For this exercise, print all of the data exactly as given.

SOURCE MATERIAL Block Start

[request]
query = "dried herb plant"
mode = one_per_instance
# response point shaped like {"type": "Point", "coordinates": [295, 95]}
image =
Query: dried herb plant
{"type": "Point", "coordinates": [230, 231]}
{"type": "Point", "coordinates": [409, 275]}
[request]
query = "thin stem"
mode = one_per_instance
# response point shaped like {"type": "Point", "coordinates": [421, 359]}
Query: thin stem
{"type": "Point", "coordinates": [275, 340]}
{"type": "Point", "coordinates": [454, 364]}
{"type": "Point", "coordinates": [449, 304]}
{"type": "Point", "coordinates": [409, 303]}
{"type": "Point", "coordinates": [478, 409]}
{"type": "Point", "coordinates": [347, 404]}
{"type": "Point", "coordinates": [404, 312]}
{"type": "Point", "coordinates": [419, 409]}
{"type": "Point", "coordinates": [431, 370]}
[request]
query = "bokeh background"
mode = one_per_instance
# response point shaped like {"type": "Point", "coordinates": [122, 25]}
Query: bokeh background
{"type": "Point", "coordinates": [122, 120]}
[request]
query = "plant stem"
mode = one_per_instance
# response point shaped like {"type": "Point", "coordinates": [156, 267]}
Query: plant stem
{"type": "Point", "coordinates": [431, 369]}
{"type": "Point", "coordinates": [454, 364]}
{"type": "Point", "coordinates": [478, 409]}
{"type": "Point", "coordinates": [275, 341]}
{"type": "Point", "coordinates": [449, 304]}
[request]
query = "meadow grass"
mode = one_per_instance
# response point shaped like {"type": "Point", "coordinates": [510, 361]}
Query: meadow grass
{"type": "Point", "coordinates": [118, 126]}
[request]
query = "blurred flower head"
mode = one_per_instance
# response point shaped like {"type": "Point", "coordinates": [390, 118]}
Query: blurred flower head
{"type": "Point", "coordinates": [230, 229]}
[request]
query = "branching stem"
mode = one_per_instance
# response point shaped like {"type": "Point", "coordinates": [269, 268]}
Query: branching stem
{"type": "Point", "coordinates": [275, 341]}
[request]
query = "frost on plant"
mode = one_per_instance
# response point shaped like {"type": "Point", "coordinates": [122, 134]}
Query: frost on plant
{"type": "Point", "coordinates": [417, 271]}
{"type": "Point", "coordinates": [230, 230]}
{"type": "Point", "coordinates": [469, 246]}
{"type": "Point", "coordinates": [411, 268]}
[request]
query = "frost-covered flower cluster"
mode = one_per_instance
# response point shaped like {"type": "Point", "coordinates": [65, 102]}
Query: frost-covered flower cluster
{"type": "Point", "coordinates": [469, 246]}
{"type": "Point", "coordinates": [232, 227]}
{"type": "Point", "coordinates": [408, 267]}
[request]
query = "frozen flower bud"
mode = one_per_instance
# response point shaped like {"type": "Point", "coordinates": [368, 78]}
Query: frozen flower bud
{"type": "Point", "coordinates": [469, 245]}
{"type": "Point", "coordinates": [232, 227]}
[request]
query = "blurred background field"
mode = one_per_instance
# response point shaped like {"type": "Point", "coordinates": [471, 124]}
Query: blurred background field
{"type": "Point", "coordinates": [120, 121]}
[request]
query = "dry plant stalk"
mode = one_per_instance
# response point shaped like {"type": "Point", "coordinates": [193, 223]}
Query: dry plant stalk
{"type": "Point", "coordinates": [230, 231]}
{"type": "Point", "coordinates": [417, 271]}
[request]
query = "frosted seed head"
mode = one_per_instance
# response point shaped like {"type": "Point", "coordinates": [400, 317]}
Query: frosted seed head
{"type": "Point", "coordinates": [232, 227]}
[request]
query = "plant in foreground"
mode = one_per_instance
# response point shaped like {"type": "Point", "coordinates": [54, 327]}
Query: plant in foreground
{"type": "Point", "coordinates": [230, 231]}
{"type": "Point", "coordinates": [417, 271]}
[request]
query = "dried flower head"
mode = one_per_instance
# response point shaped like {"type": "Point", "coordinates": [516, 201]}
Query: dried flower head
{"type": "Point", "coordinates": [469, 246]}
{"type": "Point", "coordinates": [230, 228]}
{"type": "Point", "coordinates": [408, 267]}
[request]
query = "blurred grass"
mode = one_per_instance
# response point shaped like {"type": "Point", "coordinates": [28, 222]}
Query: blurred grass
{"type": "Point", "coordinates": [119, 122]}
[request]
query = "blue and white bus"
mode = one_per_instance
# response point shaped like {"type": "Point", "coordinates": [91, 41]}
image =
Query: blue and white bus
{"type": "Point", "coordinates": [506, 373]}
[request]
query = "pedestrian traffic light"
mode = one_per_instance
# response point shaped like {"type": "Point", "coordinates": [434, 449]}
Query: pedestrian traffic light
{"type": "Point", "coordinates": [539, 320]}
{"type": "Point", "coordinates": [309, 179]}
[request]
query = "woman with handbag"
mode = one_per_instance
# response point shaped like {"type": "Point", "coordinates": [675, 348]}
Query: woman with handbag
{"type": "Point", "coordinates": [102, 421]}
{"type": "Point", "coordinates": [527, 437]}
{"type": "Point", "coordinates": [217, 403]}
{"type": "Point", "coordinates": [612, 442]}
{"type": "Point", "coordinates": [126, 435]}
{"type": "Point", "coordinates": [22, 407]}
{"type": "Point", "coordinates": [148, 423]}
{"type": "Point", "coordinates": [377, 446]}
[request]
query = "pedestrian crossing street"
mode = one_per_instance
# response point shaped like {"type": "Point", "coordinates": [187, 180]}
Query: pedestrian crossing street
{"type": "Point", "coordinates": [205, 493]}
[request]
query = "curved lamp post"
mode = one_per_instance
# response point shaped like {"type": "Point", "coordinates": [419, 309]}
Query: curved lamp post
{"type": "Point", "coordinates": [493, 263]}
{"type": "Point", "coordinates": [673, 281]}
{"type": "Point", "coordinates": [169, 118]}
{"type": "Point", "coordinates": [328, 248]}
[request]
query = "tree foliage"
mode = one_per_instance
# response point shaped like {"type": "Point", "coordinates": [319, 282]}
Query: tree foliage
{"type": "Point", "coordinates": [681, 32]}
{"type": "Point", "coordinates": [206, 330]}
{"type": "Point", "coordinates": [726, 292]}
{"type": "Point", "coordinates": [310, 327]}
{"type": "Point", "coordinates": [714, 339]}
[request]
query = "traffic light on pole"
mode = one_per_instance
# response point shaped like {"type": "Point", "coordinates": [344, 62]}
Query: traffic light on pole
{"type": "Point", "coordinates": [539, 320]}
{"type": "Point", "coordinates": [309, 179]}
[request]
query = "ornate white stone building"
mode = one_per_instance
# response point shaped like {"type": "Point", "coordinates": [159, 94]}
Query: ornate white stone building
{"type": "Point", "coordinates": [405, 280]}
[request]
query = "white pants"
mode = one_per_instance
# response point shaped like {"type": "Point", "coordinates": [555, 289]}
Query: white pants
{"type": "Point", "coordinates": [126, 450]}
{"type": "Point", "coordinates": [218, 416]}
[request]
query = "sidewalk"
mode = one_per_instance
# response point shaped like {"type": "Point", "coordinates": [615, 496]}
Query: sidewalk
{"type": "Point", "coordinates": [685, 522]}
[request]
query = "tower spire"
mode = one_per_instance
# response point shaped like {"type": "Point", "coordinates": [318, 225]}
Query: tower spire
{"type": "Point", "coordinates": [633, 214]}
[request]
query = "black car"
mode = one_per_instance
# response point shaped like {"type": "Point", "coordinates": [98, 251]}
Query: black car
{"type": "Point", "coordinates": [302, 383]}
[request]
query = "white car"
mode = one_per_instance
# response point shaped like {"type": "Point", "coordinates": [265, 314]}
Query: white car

SOURCE MATERIAL Block End

• [ANSWER TO THE PROBLEM]
[request]
query = "dried herb plant"
mode = one_per_instance
# response point shaped like {"type": "Point", "coordinates": [295, 95]}
image =
Query: dried herb plant
{"type": "Point", "coordinates": [230, 231]}
{"type": "Point", "coordinates": [409, 275]}
[request]
query = "thin stem"
mode = one_per_instance
# response point shaped like {"type": "Point", "coordinates": [421, 359]}
Query: thin stem
{"type": "Point", "coordinates": [275, 340]}
{"type": "Point", "coordinates": [454, 364]}
{"type": "Point", "coordinates": [449, 304]}
{"type": "Point", "coordinates": [409, 303]}
{"type": "Point", "coordinates": [478, 409]}
{"type": "Point", "coordinates": [347, 404]}
{"type": "Point", "coordinates": [404, 312]}
{"type": "Point", "coordinates": [419, 409]}
{"type": "Point", "coordinates": [431, 370]}
[request]
query = "bokeh background"
mode = one_per_instance
# response point shaped like {"type": "Point", "coordinates": [122, 25]}
Query: bokeh background
{"type": "Point", "coordinates": [122, 120]}
[request]
query = "plant stem"
mode = one_per_instance
# response point shaped like {"type": "Point", "coordinates": [156, 267]}
Query: plant stem
{"type": "Point", "coordinates": [431, 369]}
{"type": "Point", "coordinates": [454, 364]}
{"type": "Point", "coordinates": [478, 409]}
{"type": "Point", "coordinates": [275, 341]}
{"type": "Point", "coordinates": [449, 304]}
[request]
query = "meadow grass"
mode = one_per_instance
# response point shaped like {"type": "Point", "coordinates": [510, 361]}
Query: meadow grass
{"type": "Point", "coordinates": [118, 126]}
[request]
query = "blurred flower head"
mode = one_per_instance
# response point shaped like {"type": "Point", "coordinates": [390, 118]}
Query: blurred flower head
{"type": "Point", "coordinates": [230, 229]}
[request]
query = "branching stem"
mode = one_per_instance
# response point shaped like {"type": "Point", "coordinates": [269, 268]}
Query: branching stem
{"type": "Point", "coordinates": [275, 341]}
[request]
query = "frost on plant"
mode = one_per_instance
# response point shaped like {"type": "Point", "coordinates": [122, 134]}
Query: frost on plant
{"type": "Point", "coordinates": [417, 271]}
{"type": "Point", "coordinates": [230, 230]}
{"type": "Point", "coordinates": [469, 246]}
{"type": "Point", "coordinates": [411, 268]}
[request]
query = "frost-covered flower cluster"
mode = one_per_instance
# response point shaped like {"type": "Point", "coordinates": [65, 102]}
Query: frost-covered flower cluster
{"type": "Point", "coordinates": [469, 246]}
{"type": "Point", "coordinates": [232, 227]}
{"type": "Point", "coordinates": [408, 267]}
[request]
query = "frozen flower bud"
mode = one_per_instance
# response point shaped like {"type": "Point", "coordinates": [368, 78]}
Query: frozen flower bud
{"type": "Point", "coordinates": [469, 245]}
{"type": "Point", "coordinates": [232, 227]}
[request]
query = "blurred background field"
mode = one_per_instance
# response point shaped like {"type": "Point", "coordinates": [471, 124]}
Query: blurred background field
{"type": "Point", "coordinates": [120, 121]}
[request]
query = "dry plant stalk"
mode = one_per_instance
# response point shaped like {"type": "Point", "coordinates": [193, 223]}
Query: dry plant stalk
{"type": "Point", "coordinates": [230, 231]}
{"type": "Point", "coordinates": [417, 271]}
[request]
query = "frosted seed head"
mode = one_per_instance
# response point shaped like {"type": "Point", "coordinates": [400, 317]}
Query: frosted seed head
{"type": "Point", "coordinates": [232, 227]}
[request]
query = "plant in foreground"
mode = one_per_instance
# response point shaped like {"type": "Point", "coordinates": [54, 327]}
Query: plant in foreground
{"type": "Point", "coordinates": [230, 231]}
{"type": "Point", "coordinates": [417, 271]}
[request]
query = "dried flower head"
mode = one_per_instance
# response point shaped like {"type": "Point", "coordinates": [516, 201]}
Query: dried flower head
{"type": "Point", "coordinates": [469, 246]}
{"type": "Point", "coordinates": [230, 228]}
{"type": "Point", "coordinates": [408, 267]}
[request]
query = "blurred grass"
mode = one_per_instance
# response point shaped like {"type": "Point", "coordinates": [28, 222]}
Query: blurred grass
{"type": "Point", "coordinates": [119, 122]}
[request]
query = "blue and white bus"
mode = one_per_instance
# response point shaped like {"type": "Point", "coordinates": [91, 41]}
image =
Query: blue and white bus
{"type": "Point", "coordinates": [506, 373]}
[request]
query = "pedestrian traffic light"
mode = one_per_instance
# response point shaped like {"type": "Point", "coordinates": [434, 449]}
Query: pedestrian traffic light
{"type": "Point", "coordinates": [539, 320]}
{"type": "Point", "coordinates": [309, 179]}
[request]
query = "woman with handbag"
mode = one_per_instance
# response point shaped like {"type": "Point", "coordinates": [675, 348]}
Query: woman with handbag
{"type": "Point", "coordinates": [102, 421]}
{"type": "Point", "coordinates": [527, 437]}
{"type": "Point", "coordinates": [217, 403]}
{"type": "Point", "coordinates": [612, 442]}
{"type": "Point", "coordinates": [126, 435]}
{"type": "Point", "coordinates": [22, 407]}
{"type": "Point", "coordinates": [148, 423]}
{"type": "Point", "coordinates": [377, 446]}
[request]
query = "pedestrian crossing street"
mode = one_per_instance
# response point shaped like {"type": "Point", "coordinates": [187, 180]}
Query: pedestrian crossing street
{"type": "Point", "coordinates": [205, 493]}
[request]
query = "curved lamp post"
mode = one_per_instance
# response point shaped like {"type": "Point", "coordinates": [419, 309]}
Query: curved lamp post
{"type": "Point", "coordinates": [493, 263]}
{"type": "Point", "coordinates": [673, 281]}
{"type": "Point", "coordinates": [169, 118]}
{"type": "Point", "coordinates": [328, 248]}
[request]
query = "tree foliage"
mode = one_per_instance
# response point shaped like {"type": "Point", "coordinates": [319, 282]}
Query: tree foliage
{"type": "Point", "coordinates": [681, 32]}
{"type": "Point", "coordinates": [206, 330]}
{"type": "Point", "coordinates": [726, 292]}
{"type": "Point", "coordinates": [310, 327]}
{"type": "Point", "coordinates": [714, 339]}
[request]
query = "traffic light on pole"
mode = one_per_instance
# response point shaped like {"type": "Point", "coordinates": [344, 62]}
Query: traffic light on pole
{"type": "Point", "coordinates": [539, 320]}
{"type": "Point", "coordinates": [309, 179]}
[request]
query = "ornate white stone building"
mode = one_per_instance
# response point shaped like {"type": "Point", "coordinates": [159, 94]}
Query: ornate white stone building
{"type": "Point", "coordinates": [405, 280]}
[request]
query = "white pants"
mode = one_per_instance
# response point shaped like {"type": "Point", "coordinates": [555, 289]}
Query: white pants
{"type": "Point", "coordinates": [126, 450]}
{"type": "Point", "coordinates": [218, 416]}
[request]
query = "sidewalk"
mode = one_per_instance
# response point shaped like {"type": "Point", "coordinates": [615, 496]}
Query: sidewalk
{"type": "Point", "coordinates": [685, 522]}
[request]
query = "tower spire"
mode = one_per_instance
# response point shaped like {"type": "Point", "coordinates": [318, 225]}
Query: tower spire
{"type": "Point", "coordinates": [633, 214]}
[request]
query = "black car"
mode = one_per_instance
# response point shaped like {"type": "Point", "coordinates": [98, 251]}
Query: black car
{"type": "Point", "coordinates": [302, 383]}
[request]
query = "white car"
mode = one_per_instance
# response point shaped like {"type": "Point", "coordinates": [265, 314]}
Query: white car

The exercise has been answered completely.